START RAW DATA
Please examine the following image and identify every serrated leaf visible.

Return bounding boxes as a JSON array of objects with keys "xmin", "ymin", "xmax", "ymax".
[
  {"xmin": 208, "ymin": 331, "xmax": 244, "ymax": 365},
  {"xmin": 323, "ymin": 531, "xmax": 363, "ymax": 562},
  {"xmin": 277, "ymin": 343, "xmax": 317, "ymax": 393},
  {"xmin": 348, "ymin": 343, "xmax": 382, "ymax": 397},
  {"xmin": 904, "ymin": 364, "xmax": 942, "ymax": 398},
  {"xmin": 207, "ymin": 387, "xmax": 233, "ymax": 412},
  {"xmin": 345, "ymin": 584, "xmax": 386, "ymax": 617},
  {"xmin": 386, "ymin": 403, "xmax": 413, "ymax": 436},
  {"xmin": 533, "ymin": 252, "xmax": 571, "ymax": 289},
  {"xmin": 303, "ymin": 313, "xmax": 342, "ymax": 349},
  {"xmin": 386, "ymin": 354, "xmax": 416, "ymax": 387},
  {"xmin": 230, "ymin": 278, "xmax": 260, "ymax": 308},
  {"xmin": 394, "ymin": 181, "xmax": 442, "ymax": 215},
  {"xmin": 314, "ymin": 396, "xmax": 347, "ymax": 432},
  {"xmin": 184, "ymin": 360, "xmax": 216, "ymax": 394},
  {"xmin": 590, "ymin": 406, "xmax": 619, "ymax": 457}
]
END RAW DATA
WHAT YOU NEED TO DO
Every line above is to be transcribed exactly, with nothing dropped.

ANSWER BELOW
Please examine the following image and identify every serrated leaf visible.

Return bounding boxes as a JSON array of objects with keys "xmin", "ymin", "xmax", "ymax".
[
  {"xmin": 208, "ymin": 331, "xmax": 244, "ymax": 365},
  {"xmin": 323, "ymin": 531, "xmax": 363, "ymax": 562},
  {"xmin": 277, "ymin": 343, "xmax": 317, "ymax": 393},
  {"xmin": 348, "ymin": 343, "xmax": 382, "ymax": 397},
  {"xmin": 904, "ymin": 364, "xmax": 942, "ymax": 398},
  {"xmin": 207, "ymin": 387, "xmax": 233, "ymax": 412},
  {"xmin": 345, "ymin": 584, "xmax": 386, "ymax": 617},
  {"xmin": 386, "ymin": 403, "xmax": 413, "ymax": 436},
  {"xmin": 533, "ymin": 252, "xmax": 571, "ymax": 289},
  {"xmin": 303, "ymin": 313, "xmax": 342, "ymax": 349},
  {"xmin": 386, "ymin": 354, "xmax": 416, "ymax": 387},
  {"xmin": 230, "ymin": 278, "xmax": 260, "ymax": 308},
  {"xmin": 394, "ymin": 181, "xmax": 442, "ymax": 215},
  {"xmin": 314, "ymin": 396, "xmax": 347, "ymax": 432},
  {"xmin": 184, "ymin": 360, "xmax": 216, "ymax": 394},
  {"xmin": 590, "ymin": 406, "xmax": 619, "ymax": 457}
]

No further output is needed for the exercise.